Quote the lines below exactly, from the one that holds "Mark the man's hand, one" through the final line of the records, and only those.

(Object location annotation data)
##########
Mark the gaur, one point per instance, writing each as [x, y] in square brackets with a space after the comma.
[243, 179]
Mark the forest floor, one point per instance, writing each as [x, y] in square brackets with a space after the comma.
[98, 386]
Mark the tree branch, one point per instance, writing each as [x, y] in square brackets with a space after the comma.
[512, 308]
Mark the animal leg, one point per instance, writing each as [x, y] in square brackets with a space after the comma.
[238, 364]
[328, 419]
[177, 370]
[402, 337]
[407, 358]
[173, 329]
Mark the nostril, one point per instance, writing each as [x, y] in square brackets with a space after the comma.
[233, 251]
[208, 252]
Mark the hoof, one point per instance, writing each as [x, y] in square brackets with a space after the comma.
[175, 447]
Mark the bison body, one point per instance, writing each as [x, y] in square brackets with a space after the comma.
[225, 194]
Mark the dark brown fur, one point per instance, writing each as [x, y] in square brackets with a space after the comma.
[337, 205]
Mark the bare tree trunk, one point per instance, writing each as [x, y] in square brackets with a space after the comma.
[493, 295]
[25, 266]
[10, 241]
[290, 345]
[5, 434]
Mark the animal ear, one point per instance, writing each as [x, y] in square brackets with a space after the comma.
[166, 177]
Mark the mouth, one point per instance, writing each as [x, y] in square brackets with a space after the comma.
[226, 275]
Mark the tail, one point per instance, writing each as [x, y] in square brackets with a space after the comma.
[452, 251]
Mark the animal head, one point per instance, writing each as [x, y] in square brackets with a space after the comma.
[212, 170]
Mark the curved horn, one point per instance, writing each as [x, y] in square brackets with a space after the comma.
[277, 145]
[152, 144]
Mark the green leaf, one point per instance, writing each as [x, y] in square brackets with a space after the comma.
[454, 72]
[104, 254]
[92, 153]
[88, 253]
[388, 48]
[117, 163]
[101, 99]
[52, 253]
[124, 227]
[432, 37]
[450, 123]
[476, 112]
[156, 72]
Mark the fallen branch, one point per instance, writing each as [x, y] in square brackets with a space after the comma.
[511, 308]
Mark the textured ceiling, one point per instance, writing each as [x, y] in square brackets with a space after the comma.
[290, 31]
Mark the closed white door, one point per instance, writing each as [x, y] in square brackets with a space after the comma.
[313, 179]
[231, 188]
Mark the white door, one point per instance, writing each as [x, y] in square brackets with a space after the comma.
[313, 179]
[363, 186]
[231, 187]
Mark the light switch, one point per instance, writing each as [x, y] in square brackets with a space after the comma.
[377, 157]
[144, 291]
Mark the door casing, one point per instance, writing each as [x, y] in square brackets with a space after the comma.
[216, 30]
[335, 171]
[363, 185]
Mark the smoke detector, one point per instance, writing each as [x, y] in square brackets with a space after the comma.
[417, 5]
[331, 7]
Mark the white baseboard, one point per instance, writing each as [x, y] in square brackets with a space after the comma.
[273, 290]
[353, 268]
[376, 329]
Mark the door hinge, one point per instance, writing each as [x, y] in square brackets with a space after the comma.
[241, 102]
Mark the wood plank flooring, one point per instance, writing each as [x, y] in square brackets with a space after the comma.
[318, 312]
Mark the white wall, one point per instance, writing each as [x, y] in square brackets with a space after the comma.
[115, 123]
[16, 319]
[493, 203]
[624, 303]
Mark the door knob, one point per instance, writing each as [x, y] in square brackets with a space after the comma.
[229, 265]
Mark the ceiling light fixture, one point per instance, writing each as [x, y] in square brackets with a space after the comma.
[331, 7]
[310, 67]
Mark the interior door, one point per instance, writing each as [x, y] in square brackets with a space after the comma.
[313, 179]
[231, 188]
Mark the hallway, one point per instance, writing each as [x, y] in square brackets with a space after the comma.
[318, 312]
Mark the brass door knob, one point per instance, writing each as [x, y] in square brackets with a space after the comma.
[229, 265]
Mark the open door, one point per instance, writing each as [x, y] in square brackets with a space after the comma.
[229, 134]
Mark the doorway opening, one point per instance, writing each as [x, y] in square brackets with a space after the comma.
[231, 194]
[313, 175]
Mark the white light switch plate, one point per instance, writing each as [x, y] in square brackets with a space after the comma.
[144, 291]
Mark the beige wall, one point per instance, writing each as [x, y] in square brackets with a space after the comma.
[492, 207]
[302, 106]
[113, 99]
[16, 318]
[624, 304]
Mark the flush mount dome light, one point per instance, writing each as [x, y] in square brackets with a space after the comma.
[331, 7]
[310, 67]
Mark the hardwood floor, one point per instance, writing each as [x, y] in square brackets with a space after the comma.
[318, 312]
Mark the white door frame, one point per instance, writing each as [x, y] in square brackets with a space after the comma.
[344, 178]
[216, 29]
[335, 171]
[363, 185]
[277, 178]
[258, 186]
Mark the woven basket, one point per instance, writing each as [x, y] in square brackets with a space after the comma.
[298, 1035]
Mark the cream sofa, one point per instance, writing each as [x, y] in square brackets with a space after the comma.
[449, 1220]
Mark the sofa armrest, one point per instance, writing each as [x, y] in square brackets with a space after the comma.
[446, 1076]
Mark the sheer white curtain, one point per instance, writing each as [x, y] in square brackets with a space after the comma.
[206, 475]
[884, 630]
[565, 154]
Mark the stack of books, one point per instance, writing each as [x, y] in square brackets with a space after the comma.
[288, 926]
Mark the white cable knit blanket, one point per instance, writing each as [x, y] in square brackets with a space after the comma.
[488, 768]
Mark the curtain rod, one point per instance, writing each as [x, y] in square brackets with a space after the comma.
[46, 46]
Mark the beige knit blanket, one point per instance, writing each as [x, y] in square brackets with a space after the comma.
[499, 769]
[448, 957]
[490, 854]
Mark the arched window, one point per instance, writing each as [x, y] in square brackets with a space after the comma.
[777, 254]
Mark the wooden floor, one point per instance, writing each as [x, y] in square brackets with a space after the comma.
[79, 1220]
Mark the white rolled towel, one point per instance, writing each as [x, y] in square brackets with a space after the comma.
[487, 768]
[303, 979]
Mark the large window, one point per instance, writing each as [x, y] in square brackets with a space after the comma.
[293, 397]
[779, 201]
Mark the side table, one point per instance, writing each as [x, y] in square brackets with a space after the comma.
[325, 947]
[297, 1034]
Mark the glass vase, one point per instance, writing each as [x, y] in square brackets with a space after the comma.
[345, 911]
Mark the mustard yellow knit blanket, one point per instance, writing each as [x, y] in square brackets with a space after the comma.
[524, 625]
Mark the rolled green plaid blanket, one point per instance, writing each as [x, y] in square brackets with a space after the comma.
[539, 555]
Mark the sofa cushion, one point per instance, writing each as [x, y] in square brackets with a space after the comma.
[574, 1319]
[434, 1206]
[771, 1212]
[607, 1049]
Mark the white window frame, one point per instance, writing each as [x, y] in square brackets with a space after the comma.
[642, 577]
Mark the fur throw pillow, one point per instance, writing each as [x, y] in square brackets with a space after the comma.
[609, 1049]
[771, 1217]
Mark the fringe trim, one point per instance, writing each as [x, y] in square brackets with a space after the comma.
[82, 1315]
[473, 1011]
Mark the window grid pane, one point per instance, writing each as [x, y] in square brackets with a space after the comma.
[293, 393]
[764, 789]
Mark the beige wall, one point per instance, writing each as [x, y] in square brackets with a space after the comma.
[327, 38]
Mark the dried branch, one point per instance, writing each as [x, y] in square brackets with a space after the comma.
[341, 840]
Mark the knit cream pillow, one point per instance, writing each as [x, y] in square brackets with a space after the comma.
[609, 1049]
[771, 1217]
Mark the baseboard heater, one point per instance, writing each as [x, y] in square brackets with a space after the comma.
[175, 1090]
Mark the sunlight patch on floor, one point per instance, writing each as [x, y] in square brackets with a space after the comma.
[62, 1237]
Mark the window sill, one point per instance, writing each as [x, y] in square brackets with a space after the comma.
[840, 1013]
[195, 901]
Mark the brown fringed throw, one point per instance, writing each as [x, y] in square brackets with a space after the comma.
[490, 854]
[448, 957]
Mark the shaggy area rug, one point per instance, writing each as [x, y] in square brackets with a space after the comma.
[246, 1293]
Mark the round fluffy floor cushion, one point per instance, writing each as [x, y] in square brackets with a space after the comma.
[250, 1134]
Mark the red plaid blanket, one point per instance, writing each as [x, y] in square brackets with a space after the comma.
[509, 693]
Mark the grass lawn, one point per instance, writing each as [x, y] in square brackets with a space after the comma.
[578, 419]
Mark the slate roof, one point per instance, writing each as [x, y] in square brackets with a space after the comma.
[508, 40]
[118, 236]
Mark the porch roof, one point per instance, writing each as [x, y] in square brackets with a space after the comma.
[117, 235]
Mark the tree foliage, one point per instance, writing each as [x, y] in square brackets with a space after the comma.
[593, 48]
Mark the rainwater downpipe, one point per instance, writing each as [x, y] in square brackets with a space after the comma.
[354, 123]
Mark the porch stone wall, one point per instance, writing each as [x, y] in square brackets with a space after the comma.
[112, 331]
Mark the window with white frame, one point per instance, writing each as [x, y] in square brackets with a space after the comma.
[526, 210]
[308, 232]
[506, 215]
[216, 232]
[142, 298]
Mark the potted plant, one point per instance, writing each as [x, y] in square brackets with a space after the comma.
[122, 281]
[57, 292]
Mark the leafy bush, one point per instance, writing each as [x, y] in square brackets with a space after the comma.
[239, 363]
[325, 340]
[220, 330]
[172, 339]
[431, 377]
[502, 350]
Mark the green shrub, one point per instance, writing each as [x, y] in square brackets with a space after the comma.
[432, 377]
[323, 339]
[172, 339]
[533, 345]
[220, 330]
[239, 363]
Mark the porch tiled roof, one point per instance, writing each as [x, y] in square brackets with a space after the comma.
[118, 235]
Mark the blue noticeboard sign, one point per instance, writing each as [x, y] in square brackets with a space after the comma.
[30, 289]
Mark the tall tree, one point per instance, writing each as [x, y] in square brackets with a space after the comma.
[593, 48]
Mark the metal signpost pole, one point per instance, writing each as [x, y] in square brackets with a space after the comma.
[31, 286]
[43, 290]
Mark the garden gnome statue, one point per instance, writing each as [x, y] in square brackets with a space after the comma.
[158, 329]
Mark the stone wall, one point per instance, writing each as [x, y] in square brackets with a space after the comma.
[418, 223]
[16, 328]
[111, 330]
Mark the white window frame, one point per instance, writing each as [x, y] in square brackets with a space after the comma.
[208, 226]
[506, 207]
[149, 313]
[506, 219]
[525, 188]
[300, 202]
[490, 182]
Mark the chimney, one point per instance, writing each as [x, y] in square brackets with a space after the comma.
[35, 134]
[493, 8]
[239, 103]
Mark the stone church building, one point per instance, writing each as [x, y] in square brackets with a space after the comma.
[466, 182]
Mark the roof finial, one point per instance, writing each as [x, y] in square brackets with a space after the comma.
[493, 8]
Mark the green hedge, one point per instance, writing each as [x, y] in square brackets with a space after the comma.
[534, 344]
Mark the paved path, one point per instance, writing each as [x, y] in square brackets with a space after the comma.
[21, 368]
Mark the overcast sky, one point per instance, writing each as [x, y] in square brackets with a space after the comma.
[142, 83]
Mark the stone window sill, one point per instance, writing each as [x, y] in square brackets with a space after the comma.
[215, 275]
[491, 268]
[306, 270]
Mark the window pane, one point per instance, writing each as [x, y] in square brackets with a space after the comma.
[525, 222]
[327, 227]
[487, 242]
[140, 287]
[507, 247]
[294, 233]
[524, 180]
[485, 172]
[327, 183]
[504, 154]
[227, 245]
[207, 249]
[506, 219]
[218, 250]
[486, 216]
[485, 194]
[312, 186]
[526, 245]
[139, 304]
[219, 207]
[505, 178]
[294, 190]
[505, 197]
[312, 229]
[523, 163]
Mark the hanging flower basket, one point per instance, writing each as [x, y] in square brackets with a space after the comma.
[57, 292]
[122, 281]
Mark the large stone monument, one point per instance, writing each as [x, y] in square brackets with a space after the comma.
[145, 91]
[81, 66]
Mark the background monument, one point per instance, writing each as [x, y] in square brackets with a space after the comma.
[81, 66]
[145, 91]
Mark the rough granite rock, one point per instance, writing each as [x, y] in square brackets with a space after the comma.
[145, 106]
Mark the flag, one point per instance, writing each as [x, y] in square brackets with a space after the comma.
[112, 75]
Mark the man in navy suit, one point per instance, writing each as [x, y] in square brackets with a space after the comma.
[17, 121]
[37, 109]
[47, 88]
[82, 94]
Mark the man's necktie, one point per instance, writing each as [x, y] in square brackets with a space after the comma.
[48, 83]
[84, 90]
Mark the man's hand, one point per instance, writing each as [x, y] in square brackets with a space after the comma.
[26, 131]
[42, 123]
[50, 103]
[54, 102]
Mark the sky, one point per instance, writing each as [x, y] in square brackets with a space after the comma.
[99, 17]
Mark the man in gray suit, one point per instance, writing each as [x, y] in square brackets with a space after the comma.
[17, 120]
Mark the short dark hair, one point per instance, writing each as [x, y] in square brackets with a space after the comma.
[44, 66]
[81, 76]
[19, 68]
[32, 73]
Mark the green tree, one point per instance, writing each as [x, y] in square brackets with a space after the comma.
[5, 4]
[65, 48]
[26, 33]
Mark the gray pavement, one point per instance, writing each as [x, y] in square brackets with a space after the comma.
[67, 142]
##########
--- Correct response ---
Mark the man's hand, one point per instance, writing each as [x, y] in square brackets with a space after the comma.
[26, 131]
[42, 123]
[50, 103]
[54, 102]
Mark the sky, one point per instance, writing each as [x, y] in square brackets with a space after the comma.
[99, 17]
Mark the man in gray suit, one point per instance, writing each as [x, y] in square brackets with a space after the comma.
[17, 120]
Mark the short dark hair, one point per instance, writing each as [x, y] in square brackets with a space after the comma.
[44, 66]
[81, 76]
[19, 68]
[32, 73]
Mark the green tree, one point per instance, writing each as [x, y] in square brackets with a space after the comma.
[5, 4]
[65, 48]
[26, 33]
Mark the gray pavement, one point per instance, writing each as [x, y] in square brackets with a space after the comma.
[67, 142]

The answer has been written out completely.